Image point grounding data
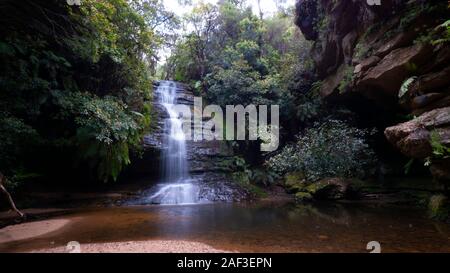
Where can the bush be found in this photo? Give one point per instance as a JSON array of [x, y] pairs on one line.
[[332, 149]]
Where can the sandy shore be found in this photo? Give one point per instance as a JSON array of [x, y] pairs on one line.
[[153, 246], [30, 230], [35, 229]]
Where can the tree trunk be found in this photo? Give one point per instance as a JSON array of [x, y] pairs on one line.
[[8, 196]]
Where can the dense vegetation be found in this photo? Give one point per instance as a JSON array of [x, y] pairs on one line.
[[235, 57], [75, 85]]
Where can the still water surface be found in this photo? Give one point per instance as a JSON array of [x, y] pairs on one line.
[[263, 227]]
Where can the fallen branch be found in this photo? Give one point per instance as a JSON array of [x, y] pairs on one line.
[[8, 196]]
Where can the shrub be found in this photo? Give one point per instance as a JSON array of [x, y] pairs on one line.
[[327, 150]]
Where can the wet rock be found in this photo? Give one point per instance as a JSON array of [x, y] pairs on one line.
[[366, 64], [331, 83], [439, 207], [413, 138], [294, 182], [303, 197], [389, 74], [305, 18]]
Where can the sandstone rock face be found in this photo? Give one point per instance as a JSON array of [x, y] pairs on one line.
[[384, 56], [393, 69], [203, 157], [413, 138]]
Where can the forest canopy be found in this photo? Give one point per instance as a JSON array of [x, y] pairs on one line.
[[76, 84]]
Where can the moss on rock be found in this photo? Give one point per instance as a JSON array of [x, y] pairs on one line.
[[439, 207]]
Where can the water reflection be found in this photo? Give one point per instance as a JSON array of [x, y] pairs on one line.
[[259, 227]]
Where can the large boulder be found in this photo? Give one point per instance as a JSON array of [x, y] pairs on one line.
[[388, 75], [412, 138]]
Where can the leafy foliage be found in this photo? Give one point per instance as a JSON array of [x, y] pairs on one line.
[[327, 150], [75, 83]]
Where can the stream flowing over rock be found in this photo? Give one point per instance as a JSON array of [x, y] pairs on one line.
[[204, 180], [369, 57]]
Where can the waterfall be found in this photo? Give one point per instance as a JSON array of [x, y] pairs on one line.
[[176, 187]]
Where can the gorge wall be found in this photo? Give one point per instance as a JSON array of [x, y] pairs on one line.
[[395, 57]]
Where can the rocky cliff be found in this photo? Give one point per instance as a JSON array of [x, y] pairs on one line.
[[205, 158], [396, 56]]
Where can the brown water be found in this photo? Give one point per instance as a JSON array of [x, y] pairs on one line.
[[256, 228]]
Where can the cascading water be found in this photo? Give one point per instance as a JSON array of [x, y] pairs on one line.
[[176, 187]]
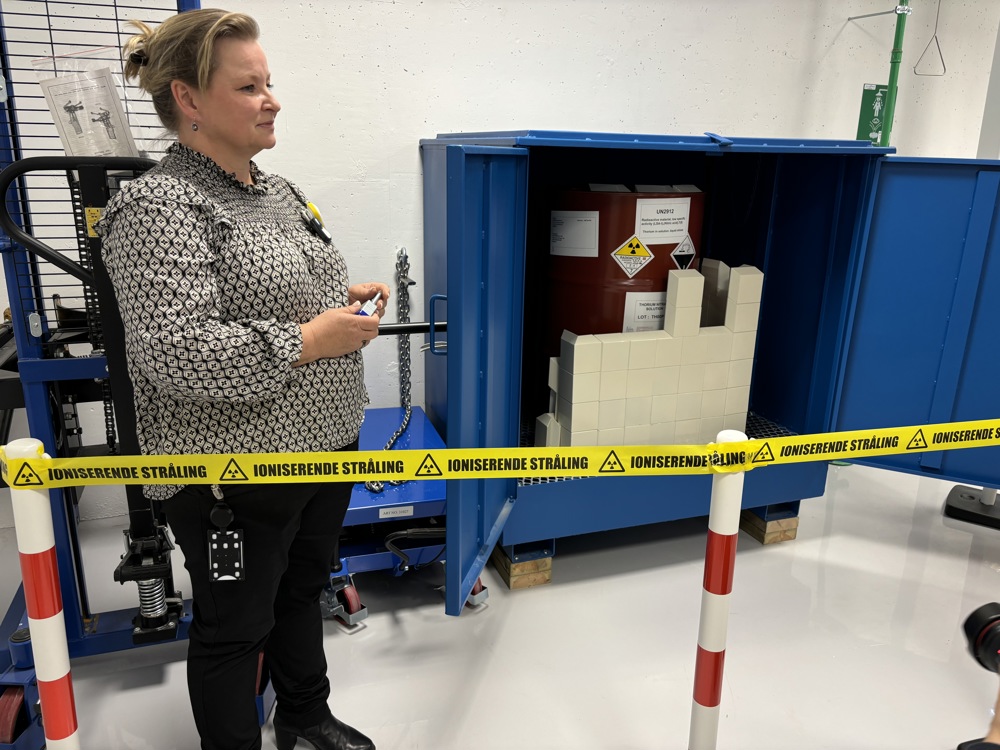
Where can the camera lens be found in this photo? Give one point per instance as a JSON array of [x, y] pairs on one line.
[[982, 629]]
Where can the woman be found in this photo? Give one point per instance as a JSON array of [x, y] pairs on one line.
[[242, 336]]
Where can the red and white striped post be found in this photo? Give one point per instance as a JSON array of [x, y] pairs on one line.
[[43, 600], [720, 558]]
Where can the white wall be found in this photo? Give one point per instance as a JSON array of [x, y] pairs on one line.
[[361, 82]]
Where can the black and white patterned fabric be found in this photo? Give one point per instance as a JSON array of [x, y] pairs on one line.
[[213, 278]]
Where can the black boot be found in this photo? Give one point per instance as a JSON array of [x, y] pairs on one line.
[[329, 734]]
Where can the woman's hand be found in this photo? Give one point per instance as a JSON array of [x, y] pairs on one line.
[[336, 332], [364, 292]]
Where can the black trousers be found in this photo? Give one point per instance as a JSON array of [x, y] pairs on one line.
[[290, 534]]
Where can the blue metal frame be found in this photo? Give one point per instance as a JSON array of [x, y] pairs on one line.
[[822, 212], [483, 282]]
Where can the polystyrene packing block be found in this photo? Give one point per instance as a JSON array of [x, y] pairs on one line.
[[740, 372], [637, 435], [682, 321], [687, 432], [579, 353], [611, 414], [613, 385], [736, 422], [685, 288], [614, 351], [640, 382], [637, 410], [744, 344], [745, 285], [642, 349], [579, 386], [716, 376], [692, 379], [614, 436], [688, 406], [577, 417], [665, 380], [716, 275], [662, 433], [710, 429], [554, 373], [546, 430], [668, 351], [718, 343], [741, 318], [583, 438], [663, 409], [737, 399], [713, 403], [694, 350]]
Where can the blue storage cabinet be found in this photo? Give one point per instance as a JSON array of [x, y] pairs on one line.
[[876, 309]]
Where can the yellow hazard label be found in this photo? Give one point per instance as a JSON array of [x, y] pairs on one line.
[[632, 256], [92, 216], [520, 463]]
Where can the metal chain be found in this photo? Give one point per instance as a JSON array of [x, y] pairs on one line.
[[403, 284], [92, 307]]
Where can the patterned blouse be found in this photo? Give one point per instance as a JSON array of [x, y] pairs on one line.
[[213, 278]]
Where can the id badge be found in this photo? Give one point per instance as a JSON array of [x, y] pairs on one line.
[[225, 555]]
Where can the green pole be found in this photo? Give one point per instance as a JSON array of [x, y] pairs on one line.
[[902, 11]]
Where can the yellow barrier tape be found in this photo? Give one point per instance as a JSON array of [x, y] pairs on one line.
[[485, 463]]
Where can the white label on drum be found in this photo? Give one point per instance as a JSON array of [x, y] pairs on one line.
[[662, 221], [644, 311], [574, 233]]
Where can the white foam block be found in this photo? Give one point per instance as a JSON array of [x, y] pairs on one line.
[[637, 435], [737, 400], [668, 351], [744, 344], [611, 414], [718, 343], [713, 403], [642, 349], [583, 437], [716, 376], [613, 385], [688, 406], [682, 321], [640, 383], [637, 410], [746, 284], [692, 379], [554, 373], [663, 409], [614, 351], [578, 417], [740, 372], [742, 317], [576, 387], [579, 353], [614, 436], [661, 434], [665, 380], [685, 288]]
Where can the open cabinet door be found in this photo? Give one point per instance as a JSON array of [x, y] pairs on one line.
[[474, 229], [920, 340]]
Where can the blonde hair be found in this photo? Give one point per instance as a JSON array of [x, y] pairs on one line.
[[182, 48]]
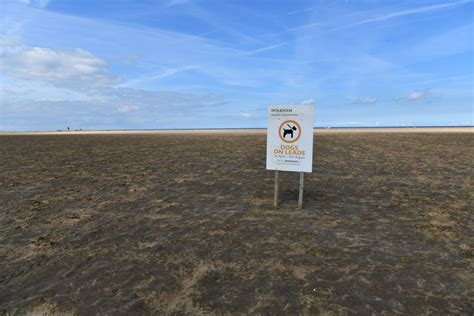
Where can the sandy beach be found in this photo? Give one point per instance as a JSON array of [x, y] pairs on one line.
[[183, 223], [248, 131]]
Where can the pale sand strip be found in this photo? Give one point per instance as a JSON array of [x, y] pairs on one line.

**How to complete this task**
Exactly as they stand, retype all the entries, but omit the pictures.

**Your response**
Where can the bush be found in this photo? Give one point per instance as a JSON array of [x, y] pairs on one line.
[[332, 149]]
Where can the sandy shore be found in this photo? Give one point per instance as a JSON array of [x, y] pairs on one line.
[[153, 246], [30, 230], [35, 229]]
Where can the tree trunk be found in this photo? Give one point per instance as a JSON array of [x, y] pairs on one line.
[[8, 196]]
Where can the dense vegetation be found in this photo? Give one point per instance as a JSON array of [x, y] pairs on one line.
[[235, 57], [75, 85]]
Where can the still water surface be found in this photo? Give one point per instance as a JSON array of [x, y] pairs on one line.
[[263, 227]]
Where can the fallen branch be found in this photo? Give one point per instance as a JSON array of [x, y] pairs on one line.
[[8, 196]]
Where can the shrub be found in this photo? Give one point per instance as a JSON array of [x, y] pairs on one line.
[[327, 150]]
Where can the wet rock be found in this photo? Give one point per instance as a JSON array of [x, y] pairs on one line.
[[366, 64], [331, 83], [439, 207], [413, 138], [294, 182], [303, 197], [389, 74], [305, 18]]
Where can the sandstone rock face be found in this photo? Give one point per instance as a JSON array of [x, y] pairs on one line.
[[384, 56], [393, 69], [203, 157], [413, 138]]
Where can the forest canopy be found in this photo? Give one point per instance as a JSON array of [x, y] pairs on one line.
[[76, 84]]
Where can the moss on rock be found in this photo? Give one point per instance as a JSON array of [x, y] pairs on one line.
[[439, 207]]
Where can the water reflection be found in this photo? Give one point per instance as a JSON array of [x, y] pairs on one line.
[[259, 227]]
Where can the large boulder be found in this photo? Give one point per instance as a JSON array of [x, y] pairs on one line.
[[388, 75], [412, 138]]
Where can the leafy foliage be found in this photo? Give one point per instance as a JSON array of [x, y] pairs on one line.
[[327, 150], [75, 83]]
Where can the stream flowing over rock be found in this photo? Give one point per instance as a JSON array of [x, y] pairs on one line.
[[204, 180], [369, 57]]
Where can the waterfall be found in this photo? Give one point per instance as a JSON array of [x, y] pairs on one line.
[[176, 187]]
Where can the gorge wall be found in this photo? Give one point per instance as a JSON array of [x, y] pairs on one line.
[[395, 57]]
Where can the rocky cliff be found in this photo? Give one point per instance as a JSON array of [x, y] pairs on one line.
[[205, 158], [396, 56]]
Where can the brown water be found in this photo? Give one point per instance as a JSON array of [x, y] pairs on one line.
[[256, 228]]
Where can the cascading water be found in this photo? Give one point per instance as a JSON array of [x, y] pairs on one line.
[[176, 187]]
Where can the camera lens be found in this photo? Give one point per instance as a JSON array of [x, y] pairs on one line.
[[982, 629]]
Where can the woman be found in this photo? Give one point per instance as a JSON array of [x, y] pairs on one line.
[[242, 336]]
Where can the red and white striped post be found in this photo? Give one point per instance as a JSON array of [x, y] pairs on one line.
[[43, 600], [720, 558]]
Where can the white wall be found in this photo? Give one point per instance as a JSON array of [x, y] pairs on one line.
[[361, 82]]
Where can the black and white patterned fabric be found in this photo? Give one point per instance as a JSON array of [x, y] pairs on one line.
[[213, 278]]
Where can the black boot be found in this photo? Give one point per instance as a JSON array of [x, y] pairs on one line.
[[329, 734]]
Where can the woman's hand be found in this photo? Give one point per instance as a JSON array of [x, y] pairs on one line.
[[336, 332], [364, 292]]
Where can the black trousers be found in this photo? Give one point per instance as a JSON array of [x, y] pairs on one line.
[[290, 534]]
Where can the blue metal frame be found in this photo? Give one point per instance as a JSON array of [x, y] pairs on one line.
[[822, 212], [483, 282]]
Where can the polystyrene packing block be found in this photo? Give one point per instance as a JSON array of [x, y] pairs on one line.
[[740, 372], [637, 435], [682, 321], [687, 432], [579, 353], [611, 414], [613, 385], [736, 422], [685, 288], [614, 351], [640, 382], [637, 410], [744, 344], [745, 285], [642, 349], [579, 386], [716, 376], [692, 379], [614, 436], [688, 406], [577, 417], [665, 380], [716, 275], [662, 433], [710, 429], [554, 373], [546, 430], [668, 351], [718, 343], [741, 318], [583, 438], [663, 409], [737, 399], [713, 403], [694, 350]]
Where can the blue storage cabinet be found in this photo? Give one point per instance as a JSON array of [x, y] pairs on one line.
[[876, 309]]
Where can the yellow hazard label be found in this photo? Give one point per instance as a JSON array of [x, y] pairs on one line.
[[632, 256], [92, 216], [520, 463]]
Where can the metal chain be found in this photo? Give one point per instance as a JSON array of [x, y] pairs on one line.
[[403, 284], [92, 307]]
Where can the patterned blouse be found in this photo? Give one point per instance as a JSON array of [x, y] pairs on one line.
[[213, 278]]
Where can the id badge be found in this photo? Give one point per instance as a JSON array of [x, y] pairs on one line.
[[225, 555]]
Where can the green pole be found in this photo? Give one point per instance as a JSON array of [x, y] pairs on one line.
[[902, 11]]
Where can the yellow barrier tape be found in this photo? Give one point per instance as a JSON array of [x, y] pairs on one line.
[[485, 463]]
Where can the white label on drum be found in this photo? Give one point per instance as a JSON array of [x, y] pairs on one line.
[[662, 221], [644, 311], [574, 233]]
Where can the white foam block be found in this photo? Give one point per instance as a JSON array of [x, y] pairs on one line.
[[637, 435], [737, 400], [668, 351], [744, 344], [611, 414], [718, 343], [713, 403], [642, 349], [583, 437], [716, 376], [613, 385], [688, 406], [682, 321], [640, 383], [637, 410], [746, 284], [692, 379], [554, 373], [663, 409], [614, 351], [578, 417], [740, 372], [742, 317], [576, 387], [579, 353], [614, 436], [661, 434], [665, 380], [685, 288]]
Where can the open cabinet door be found in this photo? Give one point per instance as a JSON array of [x, y] pairs on one line.
[[474, 229], [920, 340]]
Where can the blonde hair be found in this photo? Give one point per instance as a JSON array of [x, y] pairs on one line.
[[182, 48]]
Where can the sandy beach be found in this photo? Give one point per instance as a JSON array of [x, y] pairs on one line.
[[183, 223], [248, 131]]
Where can the pale sand strip be found in this photo? Give one point per instance as a JSON array of [x, y] pairs on one line.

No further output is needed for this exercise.